**TEXT PASSAGE:**
--- START ---
After some shaky years at Penn State, where he underwent mild electroshock treatments for debilitating depression, Matt — given his fragile ego, the last name, Glassman, is hardly accidental — and his wife, Rebecca, begin their respective careers under a broiling South Florida sun. Matt takes a job as the book review editor of the Jewish Weekly Times, a “throwaway” tabloid, while Rebecca teaches classes in literature.

For a long time Matt has wondered about his maternal grandfather, Abe Fishbein, a man who walked out of his Lackawanna, Pa., haberdashery — “on a Wednesday” no less — never to return. Matt was a young boy at the time, and the mystery has haunted him into adulthood. Nobody in the family, including his high-maintenance grandmother, Teenie, will talk about Abe, and Matt is never sure about how to bring up this painful but important subject.
--- END ---
**RECORDS SUPPLIED:**
--- START ---
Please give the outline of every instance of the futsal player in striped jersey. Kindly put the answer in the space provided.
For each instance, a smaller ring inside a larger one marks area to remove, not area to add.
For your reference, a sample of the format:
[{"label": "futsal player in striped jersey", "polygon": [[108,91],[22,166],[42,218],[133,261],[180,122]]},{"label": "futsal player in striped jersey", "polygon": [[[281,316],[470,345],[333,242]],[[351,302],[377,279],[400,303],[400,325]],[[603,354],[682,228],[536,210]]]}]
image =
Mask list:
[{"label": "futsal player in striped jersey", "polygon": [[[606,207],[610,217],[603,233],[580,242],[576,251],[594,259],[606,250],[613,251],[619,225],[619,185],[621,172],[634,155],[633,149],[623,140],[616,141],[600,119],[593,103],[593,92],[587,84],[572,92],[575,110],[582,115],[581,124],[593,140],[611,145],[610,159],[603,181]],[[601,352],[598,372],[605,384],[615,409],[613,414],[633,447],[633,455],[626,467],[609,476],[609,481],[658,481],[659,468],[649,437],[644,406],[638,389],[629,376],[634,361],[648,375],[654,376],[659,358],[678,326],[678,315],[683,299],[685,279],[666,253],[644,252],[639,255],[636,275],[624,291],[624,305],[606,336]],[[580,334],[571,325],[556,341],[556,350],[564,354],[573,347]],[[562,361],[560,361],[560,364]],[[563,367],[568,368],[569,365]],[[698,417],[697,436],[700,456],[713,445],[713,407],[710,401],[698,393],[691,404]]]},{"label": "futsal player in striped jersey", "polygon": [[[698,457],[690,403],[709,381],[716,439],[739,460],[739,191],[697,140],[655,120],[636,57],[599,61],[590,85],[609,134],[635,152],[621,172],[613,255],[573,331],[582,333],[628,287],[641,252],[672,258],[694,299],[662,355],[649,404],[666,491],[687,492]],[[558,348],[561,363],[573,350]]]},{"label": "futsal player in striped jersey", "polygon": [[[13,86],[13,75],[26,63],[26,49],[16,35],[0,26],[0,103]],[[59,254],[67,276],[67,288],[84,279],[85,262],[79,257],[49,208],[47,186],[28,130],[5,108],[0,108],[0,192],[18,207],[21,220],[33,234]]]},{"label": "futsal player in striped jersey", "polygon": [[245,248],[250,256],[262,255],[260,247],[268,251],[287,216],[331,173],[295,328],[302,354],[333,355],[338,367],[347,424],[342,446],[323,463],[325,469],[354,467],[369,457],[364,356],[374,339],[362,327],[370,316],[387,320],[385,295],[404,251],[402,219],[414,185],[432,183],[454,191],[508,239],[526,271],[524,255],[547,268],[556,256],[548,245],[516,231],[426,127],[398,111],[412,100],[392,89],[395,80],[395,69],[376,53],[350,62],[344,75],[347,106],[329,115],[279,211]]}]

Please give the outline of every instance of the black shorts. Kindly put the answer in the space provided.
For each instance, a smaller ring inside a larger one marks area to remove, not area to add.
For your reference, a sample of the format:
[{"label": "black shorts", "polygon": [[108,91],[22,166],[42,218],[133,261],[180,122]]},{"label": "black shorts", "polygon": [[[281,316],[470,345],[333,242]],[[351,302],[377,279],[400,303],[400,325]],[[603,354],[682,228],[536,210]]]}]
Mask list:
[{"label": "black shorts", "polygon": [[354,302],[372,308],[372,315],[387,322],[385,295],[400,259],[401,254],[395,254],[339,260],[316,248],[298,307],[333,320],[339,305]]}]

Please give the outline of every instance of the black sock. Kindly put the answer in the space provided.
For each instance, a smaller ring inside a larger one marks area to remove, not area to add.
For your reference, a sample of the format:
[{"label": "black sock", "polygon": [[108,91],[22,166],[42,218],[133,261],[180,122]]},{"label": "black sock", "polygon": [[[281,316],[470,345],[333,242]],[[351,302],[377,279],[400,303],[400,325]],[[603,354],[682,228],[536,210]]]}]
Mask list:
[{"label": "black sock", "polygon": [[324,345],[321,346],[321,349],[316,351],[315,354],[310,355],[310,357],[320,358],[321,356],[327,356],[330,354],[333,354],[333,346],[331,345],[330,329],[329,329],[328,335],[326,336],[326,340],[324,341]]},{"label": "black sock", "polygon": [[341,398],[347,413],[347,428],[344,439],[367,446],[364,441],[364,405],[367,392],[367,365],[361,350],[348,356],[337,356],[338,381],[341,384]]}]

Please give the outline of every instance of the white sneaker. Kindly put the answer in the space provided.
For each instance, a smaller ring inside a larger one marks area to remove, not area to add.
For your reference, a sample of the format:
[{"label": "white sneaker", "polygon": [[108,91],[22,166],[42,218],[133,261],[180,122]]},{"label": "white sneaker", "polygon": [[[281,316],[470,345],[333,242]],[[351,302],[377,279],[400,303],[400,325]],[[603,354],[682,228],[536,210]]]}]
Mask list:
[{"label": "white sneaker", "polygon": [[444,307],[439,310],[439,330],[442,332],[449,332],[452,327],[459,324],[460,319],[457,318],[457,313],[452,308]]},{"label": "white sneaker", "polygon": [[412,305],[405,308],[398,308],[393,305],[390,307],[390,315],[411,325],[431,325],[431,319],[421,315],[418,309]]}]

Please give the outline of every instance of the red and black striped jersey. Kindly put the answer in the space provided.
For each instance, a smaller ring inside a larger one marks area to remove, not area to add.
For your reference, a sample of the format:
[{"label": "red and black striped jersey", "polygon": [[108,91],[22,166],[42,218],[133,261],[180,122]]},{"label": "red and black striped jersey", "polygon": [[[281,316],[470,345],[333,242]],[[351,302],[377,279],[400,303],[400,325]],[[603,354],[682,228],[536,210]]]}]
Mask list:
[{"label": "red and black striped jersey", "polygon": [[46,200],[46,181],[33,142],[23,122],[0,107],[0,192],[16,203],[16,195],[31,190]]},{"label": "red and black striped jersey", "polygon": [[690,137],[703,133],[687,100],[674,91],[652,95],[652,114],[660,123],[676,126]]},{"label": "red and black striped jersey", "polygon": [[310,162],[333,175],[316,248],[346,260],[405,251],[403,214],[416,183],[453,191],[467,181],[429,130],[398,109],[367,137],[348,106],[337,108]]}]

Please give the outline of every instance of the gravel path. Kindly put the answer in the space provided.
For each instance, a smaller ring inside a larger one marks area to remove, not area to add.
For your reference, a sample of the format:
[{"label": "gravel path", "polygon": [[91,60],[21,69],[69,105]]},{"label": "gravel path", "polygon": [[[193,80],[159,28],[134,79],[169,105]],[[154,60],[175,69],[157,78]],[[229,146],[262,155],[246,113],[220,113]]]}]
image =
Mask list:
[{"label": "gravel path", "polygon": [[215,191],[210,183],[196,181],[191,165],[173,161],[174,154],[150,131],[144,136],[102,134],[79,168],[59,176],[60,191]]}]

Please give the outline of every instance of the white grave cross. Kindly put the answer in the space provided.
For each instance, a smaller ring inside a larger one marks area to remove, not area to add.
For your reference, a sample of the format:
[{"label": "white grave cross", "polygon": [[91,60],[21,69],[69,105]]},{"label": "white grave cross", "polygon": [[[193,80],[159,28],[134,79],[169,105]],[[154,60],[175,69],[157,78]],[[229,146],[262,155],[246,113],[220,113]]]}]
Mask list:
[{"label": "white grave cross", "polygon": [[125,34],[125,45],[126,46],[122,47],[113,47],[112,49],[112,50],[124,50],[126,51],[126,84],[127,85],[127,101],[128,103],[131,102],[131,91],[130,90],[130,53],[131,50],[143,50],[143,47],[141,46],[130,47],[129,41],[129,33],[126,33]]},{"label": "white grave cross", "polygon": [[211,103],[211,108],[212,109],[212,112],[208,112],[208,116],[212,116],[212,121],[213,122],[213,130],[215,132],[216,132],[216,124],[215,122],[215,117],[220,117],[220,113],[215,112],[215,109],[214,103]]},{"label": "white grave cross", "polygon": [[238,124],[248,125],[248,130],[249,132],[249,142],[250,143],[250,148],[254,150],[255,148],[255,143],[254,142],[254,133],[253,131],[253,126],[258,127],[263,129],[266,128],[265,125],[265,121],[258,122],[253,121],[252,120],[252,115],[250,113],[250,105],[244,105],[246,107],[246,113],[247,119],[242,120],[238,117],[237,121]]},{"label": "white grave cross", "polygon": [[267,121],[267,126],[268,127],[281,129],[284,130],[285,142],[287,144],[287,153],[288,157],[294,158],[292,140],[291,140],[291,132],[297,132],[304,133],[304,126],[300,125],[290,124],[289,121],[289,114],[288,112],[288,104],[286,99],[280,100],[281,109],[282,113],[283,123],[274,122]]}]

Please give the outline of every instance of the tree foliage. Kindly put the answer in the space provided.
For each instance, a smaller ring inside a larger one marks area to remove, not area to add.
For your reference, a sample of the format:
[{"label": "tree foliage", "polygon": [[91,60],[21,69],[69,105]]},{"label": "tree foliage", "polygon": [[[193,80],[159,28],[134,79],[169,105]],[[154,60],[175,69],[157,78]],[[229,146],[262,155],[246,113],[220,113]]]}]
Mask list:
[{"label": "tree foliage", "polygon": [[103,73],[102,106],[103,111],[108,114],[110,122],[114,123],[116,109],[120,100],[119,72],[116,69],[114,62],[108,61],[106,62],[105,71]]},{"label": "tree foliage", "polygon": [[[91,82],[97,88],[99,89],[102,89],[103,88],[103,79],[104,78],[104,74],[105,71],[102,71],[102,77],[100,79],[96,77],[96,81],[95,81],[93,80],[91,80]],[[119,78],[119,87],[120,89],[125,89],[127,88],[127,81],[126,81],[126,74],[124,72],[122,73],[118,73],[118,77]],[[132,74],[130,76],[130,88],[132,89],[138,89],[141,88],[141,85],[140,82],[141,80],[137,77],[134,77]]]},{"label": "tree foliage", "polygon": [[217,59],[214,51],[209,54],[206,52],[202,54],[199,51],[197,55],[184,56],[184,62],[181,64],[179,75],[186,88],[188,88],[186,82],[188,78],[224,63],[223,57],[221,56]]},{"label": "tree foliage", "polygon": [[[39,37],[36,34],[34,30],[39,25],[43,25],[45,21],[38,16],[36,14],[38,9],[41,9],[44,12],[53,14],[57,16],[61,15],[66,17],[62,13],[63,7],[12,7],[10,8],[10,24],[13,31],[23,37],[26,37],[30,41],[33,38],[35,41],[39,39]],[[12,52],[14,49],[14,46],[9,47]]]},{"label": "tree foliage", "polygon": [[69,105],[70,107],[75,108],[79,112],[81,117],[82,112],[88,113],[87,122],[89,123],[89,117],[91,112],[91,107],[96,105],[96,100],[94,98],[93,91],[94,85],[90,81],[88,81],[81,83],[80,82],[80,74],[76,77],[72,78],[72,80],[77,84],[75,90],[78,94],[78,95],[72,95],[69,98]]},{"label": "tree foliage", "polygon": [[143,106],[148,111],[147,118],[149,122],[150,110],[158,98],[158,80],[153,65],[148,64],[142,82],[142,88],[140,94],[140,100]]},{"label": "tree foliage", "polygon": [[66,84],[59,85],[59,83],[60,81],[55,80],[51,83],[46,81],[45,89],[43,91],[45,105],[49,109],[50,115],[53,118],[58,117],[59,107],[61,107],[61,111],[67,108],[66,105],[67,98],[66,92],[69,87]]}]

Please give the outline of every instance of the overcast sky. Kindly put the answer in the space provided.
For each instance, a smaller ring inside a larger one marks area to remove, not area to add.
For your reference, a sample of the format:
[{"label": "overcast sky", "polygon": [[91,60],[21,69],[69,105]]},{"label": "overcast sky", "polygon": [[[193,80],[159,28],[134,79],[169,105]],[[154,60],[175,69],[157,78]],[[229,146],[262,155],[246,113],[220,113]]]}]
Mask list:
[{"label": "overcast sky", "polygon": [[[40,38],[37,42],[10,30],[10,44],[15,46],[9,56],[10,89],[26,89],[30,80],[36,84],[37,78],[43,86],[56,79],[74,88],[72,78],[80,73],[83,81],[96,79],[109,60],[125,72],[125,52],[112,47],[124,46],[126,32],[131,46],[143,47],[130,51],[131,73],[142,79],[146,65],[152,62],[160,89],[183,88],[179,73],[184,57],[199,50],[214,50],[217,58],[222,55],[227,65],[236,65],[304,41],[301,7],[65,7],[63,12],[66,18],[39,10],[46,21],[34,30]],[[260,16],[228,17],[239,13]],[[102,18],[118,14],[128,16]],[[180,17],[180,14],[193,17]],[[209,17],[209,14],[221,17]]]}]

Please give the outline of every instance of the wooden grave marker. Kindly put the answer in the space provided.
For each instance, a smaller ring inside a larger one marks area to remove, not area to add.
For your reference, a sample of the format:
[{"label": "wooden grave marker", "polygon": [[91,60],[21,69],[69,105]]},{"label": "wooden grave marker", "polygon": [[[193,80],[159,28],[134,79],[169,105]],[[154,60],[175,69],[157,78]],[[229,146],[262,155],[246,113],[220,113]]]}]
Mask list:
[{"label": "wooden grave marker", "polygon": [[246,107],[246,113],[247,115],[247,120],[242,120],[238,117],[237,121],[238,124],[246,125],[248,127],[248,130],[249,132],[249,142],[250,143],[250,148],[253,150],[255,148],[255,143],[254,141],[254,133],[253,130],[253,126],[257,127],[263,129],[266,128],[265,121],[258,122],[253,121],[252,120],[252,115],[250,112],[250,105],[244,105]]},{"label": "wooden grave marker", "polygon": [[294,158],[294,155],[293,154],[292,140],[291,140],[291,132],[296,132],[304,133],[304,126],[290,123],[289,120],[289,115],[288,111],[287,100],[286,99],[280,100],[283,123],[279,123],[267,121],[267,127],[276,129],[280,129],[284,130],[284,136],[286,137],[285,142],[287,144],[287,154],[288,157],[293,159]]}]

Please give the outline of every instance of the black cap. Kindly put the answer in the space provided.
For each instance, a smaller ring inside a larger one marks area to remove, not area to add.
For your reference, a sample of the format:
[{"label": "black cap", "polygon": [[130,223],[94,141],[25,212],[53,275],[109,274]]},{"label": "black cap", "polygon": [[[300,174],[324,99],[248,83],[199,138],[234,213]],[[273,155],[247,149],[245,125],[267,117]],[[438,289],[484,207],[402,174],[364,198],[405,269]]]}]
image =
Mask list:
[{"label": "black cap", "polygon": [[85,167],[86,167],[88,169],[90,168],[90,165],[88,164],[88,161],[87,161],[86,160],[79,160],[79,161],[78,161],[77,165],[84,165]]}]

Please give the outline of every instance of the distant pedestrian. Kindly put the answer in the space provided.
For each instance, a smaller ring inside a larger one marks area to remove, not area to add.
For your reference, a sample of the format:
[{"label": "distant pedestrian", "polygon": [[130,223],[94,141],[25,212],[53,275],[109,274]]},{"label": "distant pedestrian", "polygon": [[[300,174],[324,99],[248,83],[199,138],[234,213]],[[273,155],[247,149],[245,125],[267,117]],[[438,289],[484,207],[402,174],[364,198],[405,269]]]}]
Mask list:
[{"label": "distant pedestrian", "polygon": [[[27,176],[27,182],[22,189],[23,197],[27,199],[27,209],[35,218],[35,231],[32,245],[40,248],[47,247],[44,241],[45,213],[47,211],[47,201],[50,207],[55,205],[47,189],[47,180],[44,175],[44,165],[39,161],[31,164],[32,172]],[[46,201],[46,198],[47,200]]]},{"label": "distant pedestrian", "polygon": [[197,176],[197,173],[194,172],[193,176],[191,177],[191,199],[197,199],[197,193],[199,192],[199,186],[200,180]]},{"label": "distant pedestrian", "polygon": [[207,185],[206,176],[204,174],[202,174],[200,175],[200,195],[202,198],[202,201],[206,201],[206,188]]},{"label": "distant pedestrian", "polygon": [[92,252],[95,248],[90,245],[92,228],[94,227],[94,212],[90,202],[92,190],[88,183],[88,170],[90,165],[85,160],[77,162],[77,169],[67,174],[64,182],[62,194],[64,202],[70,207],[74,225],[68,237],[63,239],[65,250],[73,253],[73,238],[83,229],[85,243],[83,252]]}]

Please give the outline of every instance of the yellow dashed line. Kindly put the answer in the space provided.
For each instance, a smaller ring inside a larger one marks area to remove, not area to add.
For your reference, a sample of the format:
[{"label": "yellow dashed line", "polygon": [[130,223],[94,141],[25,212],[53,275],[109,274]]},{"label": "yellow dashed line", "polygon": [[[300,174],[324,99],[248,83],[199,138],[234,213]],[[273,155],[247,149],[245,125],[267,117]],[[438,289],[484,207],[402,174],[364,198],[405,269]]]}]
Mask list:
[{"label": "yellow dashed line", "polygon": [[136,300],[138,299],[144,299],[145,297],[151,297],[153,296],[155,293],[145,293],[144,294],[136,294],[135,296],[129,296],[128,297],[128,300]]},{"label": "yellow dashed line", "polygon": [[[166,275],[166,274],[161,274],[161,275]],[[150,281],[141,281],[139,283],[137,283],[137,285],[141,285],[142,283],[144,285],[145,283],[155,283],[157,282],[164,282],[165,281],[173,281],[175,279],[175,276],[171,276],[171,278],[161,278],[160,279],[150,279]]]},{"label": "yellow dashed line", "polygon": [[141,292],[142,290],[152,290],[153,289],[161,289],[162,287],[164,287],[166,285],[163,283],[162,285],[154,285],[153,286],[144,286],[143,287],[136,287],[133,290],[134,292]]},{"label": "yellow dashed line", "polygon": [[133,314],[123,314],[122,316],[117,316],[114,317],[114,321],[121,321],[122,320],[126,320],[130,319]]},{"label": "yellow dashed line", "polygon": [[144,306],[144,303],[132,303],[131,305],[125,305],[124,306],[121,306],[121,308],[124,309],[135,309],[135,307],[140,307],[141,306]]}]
--- END ---
**TASK INSTRUCTIONS:**
a) In the Matt Glassman passage, what job does Matt take in South Florida?
b) Please repeat everything in the Matt Glassman passage from "After some shaky" down to "classes in literature.".
Rely only on the Matt Glassman passage, not on the records.

**SOLVED PROBLEMS:**
a) He becomes the book review editor of the Jewish Weekly Times.

b)
After some shaky years at Penn State, where he underwent mild electroshock treatments for debilitating depression, Matt — given his fragile ego, the last name, Glassman, is hardly accidental — and his wife, Rebecca, begin their respective careers under a broiling South Florida sun. Matt takes a job as the book review editor of the Jewish Weekly Times, a “throwaway” tabloid, while Rebecca teaches classes in literature.